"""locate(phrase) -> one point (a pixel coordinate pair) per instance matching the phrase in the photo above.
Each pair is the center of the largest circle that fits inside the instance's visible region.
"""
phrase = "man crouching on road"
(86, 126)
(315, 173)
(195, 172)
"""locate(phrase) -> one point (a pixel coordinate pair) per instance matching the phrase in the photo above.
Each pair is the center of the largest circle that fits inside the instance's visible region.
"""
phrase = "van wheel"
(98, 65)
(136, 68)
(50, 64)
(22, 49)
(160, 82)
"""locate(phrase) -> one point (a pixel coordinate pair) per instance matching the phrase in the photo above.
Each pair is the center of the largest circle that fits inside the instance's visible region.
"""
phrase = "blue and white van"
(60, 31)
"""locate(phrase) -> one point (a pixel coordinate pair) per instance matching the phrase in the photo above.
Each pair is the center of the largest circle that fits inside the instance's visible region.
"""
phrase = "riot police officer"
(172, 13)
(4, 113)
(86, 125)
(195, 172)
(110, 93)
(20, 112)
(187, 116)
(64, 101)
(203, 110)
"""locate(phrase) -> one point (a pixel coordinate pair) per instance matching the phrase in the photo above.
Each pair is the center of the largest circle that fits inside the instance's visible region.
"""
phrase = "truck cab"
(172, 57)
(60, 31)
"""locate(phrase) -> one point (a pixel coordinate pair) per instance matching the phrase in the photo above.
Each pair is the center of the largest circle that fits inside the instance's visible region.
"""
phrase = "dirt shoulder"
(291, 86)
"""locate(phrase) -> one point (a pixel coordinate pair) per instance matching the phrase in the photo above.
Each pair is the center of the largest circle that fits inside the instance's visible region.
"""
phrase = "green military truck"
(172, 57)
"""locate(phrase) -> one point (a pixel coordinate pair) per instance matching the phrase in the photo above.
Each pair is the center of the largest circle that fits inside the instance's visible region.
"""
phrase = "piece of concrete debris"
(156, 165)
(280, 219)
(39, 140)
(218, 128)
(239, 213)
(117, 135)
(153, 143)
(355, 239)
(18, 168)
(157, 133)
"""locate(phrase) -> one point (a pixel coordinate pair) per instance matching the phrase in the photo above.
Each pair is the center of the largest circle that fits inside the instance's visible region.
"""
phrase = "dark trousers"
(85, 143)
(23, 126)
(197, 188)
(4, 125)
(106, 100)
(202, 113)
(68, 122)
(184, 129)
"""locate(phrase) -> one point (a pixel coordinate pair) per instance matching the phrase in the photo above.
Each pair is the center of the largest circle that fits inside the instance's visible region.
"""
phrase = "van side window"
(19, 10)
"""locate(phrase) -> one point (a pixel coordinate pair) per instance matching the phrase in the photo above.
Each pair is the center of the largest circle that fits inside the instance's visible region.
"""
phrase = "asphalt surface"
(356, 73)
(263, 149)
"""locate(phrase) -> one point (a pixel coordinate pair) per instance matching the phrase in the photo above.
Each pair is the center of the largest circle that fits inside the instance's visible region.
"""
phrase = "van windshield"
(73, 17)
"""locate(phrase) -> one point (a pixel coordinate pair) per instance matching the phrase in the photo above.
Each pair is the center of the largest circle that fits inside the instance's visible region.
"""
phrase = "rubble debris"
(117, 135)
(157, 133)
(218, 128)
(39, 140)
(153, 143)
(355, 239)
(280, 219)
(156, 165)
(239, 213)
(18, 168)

*YOUR INSTRUCTIONS*: Copy all of the data exactly.

*THE ANSWER*:
"""locate(phrase) -> one point (a pixel coordinate pair) per instance matching the phrase in the photo above.
Each pair is the center of the largest circle that fits inside the instance's visible region.
"""
phrase = "man crouching on road"
(86, 126)
(315, 173)
(195, 172)
"""locate(phrase) -> one point (a pixel coordinate pair) per instance matching the phrase in the photo above.
Each pair is the center of the largest circle that fits inside the instance's visible region.
"""
phrase = "van wheel"
(98, 65)
(136, 68)
(50, 64)
(22, 49)
(160, 82)
"""locate(phrase) -> one point (a pixel coordinate pair) per instance matching the phrase in the photo above.
Each pair is the center of the largest circle that fits inside the instance's visible region.
"""
phrase = "blue and white van"
(60, 31)
"""locate(phrase) -> one point (a pixel coordinate pair) per instance matching the phrase in the photo above.
Each pair is the center of the largest circle that fits inside the instance's visible region.
"""
phrase = "riot police officer"
(172, 13)
(4, 113)
(86, 125)
(195, 172)
(110, 93)
(20, 112)
(187, 116)
(64, 101)
(203, 110)
"""locate(phrase) -> one point (a pixel coordinate pair) per instance matching the phrase in the photo above.
Each pair is the center of the largest circle that fits inside the instance's visible region.
"""
phrase = "truck cab"
(172, 57)
(60, 31)
"""locate(phrase) -> one point (a pixel coordinate pair) per instance matching the phrase in the photo above.
Each pair is the center of the largest circle that fits inside the instance's visible region.
"""
phrase = "dirt shoulder"
(291, 86)
"""locate(phrase) -> one point (a pixel coordinate pair) per instance matching the phrase in the photo above.
Each pair is the center of the largest circle that fits inside the instance's visible region.
"""
phrase = "green military truck"
(172, 57)
"""locate(phrase) -> one point (a pixel coordinate pair) per instance matching the phrase in the photo above.
Each pair is the center of the largest circle that fits inside the instance's visible region.
"""
phrase = "piece of concrete debris"
(156, 165)
(280, 219)
(39, 140)
(218, 128)
(239, 213)
(117, 135)
(153, 143)
(355, 239)
(18, 168)
(157, 133)
"""locate(phrase) -> one point (a pixel coordinate pair) per instance matching the phrase in the photo above.
Each pair is the center of the largest circle that fits inside the instance's visible region.
"""
phrase = "dark trousers"
(85, 143)
(23, 126)
(197, 188)
(4, 125)
(106, 100)
(202, 113)
(68, 122)
(184, 129)
"""locate(phrase) -> one point (a pixel coordinate pair) per instance matching the phrase in the photo above.
Each pair is the center of the largest circle that fits inside the instance's visible region.
"""
phrase = "van side window"
(19, 10)
"""locate(phrase) -> one point (a pixel coordinate pair) per instance matching the phrase in the photo above.
Each pair is the center of the largest circle that fits inside the instance's visible region.
"""
phrase = "asphalt surface"
(356, 73)
(263, 149)
"""locate(phrase) -> one point (a pixel coordinate pair) per instance matching the phrase in the photo above.
Each pair is the center of the largest circle that fits inside the instance's visible region.
"""
phrase = "van windshield"
(73, 17)
"""locate(phrase) -> one point (a pixel coordinate pair) per instance matching the phrase in the photo above.
Each pair is the center of the largest circle that fits inside the instance's visible region.
"""
phrase = "rubble debris"
(117, 135)
(157, 133)
(218, 128)
(39, 140)
(153, 143)
(355, 239)
(280, 219)
(156, 165)
(239, 213)
(18, 168)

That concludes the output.